We will now analyse the Factor analysis joint distribution assuming noise is uncorrelated with the data or the latent variables - The distributions as we derived/assumed above are- \begin{aligned} &P(X) = \mathcal{N}(X;0, I) \\ &P(Y | X) = \mathcal{N}(Y; \mu+\Lambda X, \Psi) \end{aligned} The covariance between X and Y can be derived as follows - \begin{aligned} Cov[X, Y] = E[(X - 0)(Y - \mu)^T] = E[X(\mu + \Lambda X + W -\mu)^T] \\ = E[XX^T\Lambda^T + XW^T] = \Lambda^T \end{aligned} Hence the joint distribution of X and Y is - P(\begin{bmatrix} X \\ Y \end{bmatrix}) = \mathcal{N}(\begin{bmatrix} X \\ Y \end{bmatrix} | \begin{bmatrix} 0 \\ \mu \end{bmatrix}, \begin{bmatrix} I & \Lambda^T \\ \Lambda & \Lambda \Lambda^T + \Psi \end{bmatrix})

• [Given task]
What does the factor analysis extract assume about the noise when it works out the joint distribution?

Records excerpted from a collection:
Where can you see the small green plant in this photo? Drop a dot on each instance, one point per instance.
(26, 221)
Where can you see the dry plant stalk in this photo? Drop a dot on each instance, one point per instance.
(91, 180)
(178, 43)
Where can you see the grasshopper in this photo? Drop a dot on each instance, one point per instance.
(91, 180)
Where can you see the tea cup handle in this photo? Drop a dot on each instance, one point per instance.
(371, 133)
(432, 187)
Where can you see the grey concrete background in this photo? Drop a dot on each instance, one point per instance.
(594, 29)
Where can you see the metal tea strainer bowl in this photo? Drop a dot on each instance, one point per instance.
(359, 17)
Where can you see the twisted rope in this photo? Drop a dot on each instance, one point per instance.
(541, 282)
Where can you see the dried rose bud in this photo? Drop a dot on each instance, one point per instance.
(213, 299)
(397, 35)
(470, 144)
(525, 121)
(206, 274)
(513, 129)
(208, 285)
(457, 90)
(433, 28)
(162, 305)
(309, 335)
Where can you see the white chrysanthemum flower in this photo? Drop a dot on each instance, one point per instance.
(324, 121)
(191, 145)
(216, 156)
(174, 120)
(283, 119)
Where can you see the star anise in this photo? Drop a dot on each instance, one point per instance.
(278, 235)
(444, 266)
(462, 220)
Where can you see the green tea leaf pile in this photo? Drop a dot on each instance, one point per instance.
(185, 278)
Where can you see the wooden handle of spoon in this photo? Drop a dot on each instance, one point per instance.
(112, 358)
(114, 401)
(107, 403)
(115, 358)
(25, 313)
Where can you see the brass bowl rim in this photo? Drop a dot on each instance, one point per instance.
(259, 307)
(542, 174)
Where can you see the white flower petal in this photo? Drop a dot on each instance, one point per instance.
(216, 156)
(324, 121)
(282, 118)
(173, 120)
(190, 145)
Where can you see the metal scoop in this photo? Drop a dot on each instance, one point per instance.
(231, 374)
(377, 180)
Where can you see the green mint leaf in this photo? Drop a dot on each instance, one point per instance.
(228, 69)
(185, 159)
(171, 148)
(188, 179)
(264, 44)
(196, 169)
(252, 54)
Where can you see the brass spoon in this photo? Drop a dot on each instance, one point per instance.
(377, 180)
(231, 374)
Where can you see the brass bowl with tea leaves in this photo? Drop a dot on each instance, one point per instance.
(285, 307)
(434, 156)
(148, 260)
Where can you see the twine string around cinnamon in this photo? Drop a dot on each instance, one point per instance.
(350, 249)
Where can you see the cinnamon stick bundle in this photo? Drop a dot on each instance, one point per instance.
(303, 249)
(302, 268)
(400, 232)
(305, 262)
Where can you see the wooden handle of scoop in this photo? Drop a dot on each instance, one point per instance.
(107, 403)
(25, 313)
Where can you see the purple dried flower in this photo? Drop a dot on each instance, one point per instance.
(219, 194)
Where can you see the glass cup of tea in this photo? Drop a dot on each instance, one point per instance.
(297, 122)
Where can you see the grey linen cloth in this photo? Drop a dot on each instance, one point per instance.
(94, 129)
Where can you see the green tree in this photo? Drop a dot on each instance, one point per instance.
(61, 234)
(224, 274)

---

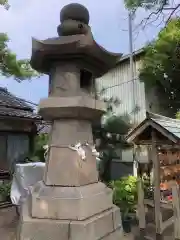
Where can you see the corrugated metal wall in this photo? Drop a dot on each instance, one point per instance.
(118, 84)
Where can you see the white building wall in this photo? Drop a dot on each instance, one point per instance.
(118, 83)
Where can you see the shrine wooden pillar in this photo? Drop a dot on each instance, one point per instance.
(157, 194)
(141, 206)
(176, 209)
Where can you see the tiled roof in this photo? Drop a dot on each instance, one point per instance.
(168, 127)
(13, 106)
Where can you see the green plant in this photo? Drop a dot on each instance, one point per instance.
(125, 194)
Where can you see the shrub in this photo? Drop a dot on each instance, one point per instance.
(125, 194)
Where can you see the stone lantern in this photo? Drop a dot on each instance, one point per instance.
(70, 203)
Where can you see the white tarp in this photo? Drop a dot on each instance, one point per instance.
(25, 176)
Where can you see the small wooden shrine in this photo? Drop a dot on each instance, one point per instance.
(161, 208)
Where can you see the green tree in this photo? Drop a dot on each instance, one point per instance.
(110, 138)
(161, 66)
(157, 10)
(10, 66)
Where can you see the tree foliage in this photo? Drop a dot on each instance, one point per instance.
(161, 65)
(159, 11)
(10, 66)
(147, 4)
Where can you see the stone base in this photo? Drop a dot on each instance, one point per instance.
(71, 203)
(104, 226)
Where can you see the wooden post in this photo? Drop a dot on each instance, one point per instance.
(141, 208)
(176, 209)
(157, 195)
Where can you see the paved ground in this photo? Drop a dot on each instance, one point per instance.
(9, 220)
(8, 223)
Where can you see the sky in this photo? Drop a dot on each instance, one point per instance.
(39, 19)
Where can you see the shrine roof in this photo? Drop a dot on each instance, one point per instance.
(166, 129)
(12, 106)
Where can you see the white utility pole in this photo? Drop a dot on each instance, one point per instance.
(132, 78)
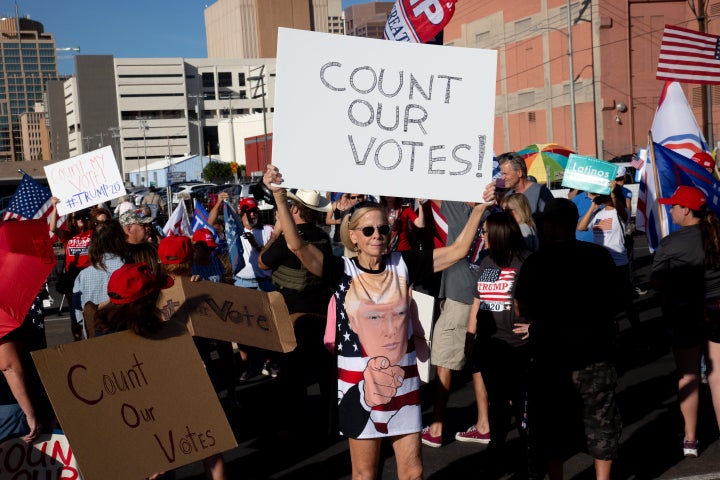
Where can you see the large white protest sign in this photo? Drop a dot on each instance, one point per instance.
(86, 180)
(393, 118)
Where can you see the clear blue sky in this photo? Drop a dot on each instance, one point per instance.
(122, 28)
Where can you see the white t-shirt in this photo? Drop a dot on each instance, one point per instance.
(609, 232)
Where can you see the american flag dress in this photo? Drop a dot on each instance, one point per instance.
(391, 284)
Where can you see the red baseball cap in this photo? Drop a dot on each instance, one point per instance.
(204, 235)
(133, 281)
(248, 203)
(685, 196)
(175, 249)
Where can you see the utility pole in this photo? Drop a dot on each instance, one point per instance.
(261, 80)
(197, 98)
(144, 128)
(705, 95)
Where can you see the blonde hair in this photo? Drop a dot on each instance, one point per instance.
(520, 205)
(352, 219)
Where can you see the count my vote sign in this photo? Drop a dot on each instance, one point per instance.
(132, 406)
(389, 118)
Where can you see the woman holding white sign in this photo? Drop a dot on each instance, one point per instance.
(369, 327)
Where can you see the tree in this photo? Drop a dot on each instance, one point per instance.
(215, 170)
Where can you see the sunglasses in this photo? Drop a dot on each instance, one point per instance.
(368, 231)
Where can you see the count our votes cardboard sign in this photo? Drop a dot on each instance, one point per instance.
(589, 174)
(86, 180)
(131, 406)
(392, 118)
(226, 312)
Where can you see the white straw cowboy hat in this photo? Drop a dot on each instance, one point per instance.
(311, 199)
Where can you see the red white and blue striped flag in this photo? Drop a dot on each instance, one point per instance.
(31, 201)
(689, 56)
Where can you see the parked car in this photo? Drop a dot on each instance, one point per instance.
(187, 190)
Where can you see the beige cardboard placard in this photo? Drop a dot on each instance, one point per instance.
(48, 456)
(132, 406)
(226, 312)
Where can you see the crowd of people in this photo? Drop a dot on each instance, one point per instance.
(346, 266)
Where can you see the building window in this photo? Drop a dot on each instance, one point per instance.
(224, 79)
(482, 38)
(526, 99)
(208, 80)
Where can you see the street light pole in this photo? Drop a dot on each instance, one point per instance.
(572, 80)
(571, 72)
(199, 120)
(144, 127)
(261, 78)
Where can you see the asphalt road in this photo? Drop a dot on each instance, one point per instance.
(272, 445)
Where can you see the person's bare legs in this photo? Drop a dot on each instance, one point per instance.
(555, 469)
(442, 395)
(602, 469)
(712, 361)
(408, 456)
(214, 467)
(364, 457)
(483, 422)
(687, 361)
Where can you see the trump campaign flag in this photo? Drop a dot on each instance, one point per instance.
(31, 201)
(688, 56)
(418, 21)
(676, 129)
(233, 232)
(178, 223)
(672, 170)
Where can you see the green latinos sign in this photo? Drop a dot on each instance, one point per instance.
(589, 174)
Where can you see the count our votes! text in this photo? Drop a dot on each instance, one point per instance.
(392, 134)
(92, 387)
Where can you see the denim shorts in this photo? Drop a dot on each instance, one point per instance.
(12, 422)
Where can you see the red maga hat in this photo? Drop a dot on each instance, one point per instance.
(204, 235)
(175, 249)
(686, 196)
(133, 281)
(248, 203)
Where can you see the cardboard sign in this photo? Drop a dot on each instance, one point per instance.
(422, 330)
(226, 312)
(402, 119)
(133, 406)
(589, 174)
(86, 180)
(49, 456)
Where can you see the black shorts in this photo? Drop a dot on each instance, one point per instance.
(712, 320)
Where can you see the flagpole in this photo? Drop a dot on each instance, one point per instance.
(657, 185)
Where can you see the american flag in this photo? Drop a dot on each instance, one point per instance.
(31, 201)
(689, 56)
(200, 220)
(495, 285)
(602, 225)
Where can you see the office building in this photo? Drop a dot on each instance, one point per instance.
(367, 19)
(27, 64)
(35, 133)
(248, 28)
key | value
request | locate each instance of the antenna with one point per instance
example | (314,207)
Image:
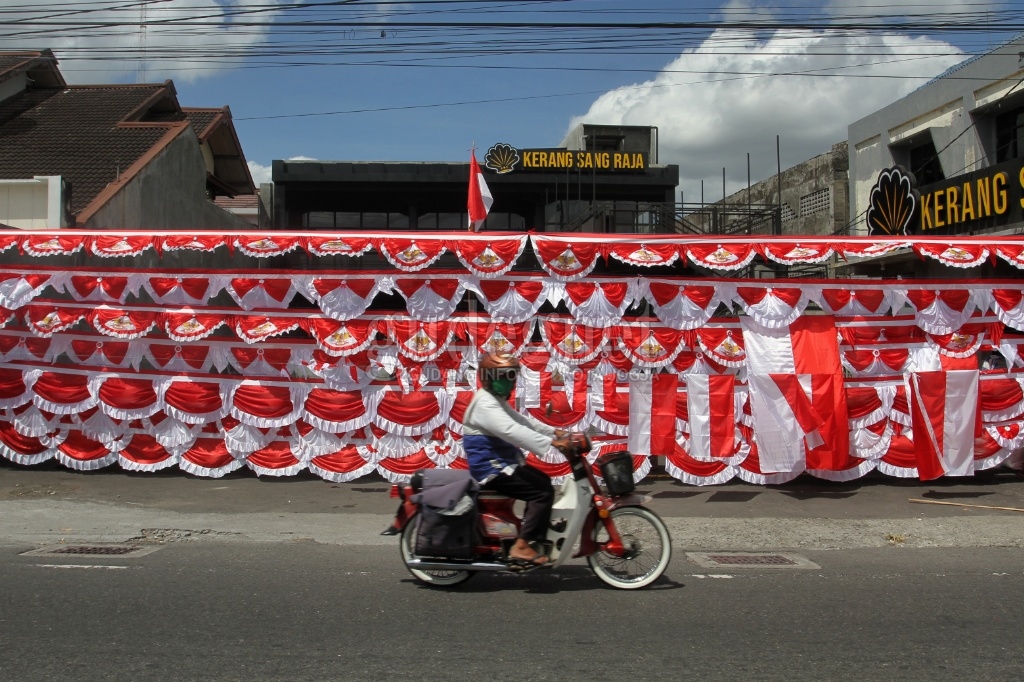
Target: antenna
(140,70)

---

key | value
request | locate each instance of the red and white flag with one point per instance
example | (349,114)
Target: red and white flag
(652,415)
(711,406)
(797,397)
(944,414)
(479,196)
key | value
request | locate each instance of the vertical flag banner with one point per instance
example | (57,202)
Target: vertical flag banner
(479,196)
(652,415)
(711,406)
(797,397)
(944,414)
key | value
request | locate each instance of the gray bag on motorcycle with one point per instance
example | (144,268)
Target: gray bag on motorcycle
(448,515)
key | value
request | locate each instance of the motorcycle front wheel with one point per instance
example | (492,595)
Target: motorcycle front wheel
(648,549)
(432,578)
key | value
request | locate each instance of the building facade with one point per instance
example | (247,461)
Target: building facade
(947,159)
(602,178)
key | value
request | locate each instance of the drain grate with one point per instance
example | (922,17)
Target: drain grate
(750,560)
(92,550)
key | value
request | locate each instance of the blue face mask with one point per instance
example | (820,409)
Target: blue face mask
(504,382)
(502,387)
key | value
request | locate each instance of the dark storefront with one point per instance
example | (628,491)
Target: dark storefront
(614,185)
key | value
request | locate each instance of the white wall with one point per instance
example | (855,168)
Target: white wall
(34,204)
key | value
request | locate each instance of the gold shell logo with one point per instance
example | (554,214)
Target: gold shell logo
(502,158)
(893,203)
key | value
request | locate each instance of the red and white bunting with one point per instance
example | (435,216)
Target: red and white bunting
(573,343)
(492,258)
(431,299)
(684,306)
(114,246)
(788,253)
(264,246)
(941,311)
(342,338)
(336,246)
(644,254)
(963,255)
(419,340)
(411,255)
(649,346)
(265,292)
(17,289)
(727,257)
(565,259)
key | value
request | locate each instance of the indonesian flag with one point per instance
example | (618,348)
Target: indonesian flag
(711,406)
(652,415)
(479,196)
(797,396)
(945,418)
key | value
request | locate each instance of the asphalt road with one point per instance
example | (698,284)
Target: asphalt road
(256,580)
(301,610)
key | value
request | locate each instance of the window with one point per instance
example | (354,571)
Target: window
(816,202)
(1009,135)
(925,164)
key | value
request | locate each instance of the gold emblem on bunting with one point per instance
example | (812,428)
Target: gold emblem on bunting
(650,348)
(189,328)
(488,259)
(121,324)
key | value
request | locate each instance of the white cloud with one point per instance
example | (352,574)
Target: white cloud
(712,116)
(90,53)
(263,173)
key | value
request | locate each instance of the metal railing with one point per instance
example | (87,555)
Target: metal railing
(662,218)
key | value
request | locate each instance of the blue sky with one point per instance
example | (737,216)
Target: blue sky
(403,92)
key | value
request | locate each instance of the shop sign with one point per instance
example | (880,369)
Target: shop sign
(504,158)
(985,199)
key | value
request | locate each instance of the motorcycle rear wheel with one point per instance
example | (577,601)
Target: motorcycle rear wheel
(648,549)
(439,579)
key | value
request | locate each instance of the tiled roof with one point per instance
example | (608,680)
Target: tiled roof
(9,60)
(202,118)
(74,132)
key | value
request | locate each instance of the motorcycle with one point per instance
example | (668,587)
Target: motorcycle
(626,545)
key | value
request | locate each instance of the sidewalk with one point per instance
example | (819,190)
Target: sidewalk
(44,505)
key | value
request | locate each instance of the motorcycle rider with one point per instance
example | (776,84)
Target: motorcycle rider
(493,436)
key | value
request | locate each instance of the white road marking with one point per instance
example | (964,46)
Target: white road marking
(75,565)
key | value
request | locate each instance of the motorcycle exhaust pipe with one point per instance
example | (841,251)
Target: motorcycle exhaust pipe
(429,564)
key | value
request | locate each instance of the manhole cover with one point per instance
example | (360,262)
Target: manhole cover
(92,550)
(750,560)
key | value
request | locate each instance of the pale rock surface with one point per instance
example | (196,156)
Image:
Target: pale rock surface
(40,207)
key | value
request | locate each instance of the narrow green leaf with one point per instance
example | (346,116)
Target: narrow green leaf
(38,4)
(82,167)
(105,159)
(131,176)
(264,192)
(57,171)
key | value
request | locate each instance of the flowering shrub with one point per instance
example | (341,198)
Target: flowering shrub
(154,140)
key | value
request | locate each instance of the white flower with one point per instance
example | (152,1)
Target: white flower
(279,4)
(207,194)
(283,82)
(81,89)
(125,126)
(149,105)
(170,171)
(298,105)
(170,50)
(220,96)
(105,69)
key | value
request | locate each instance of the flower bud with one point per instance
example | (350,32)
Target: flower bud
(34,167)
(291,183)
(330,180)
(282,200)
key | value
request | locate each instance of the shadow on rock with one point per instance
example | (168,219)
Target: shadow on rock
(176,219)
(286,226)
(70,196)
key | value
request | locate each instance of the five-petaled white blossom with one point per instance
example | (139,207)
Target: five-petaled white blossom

• [Response to the task]
It assumes the noise is uncorrelated with the data or the latent variables.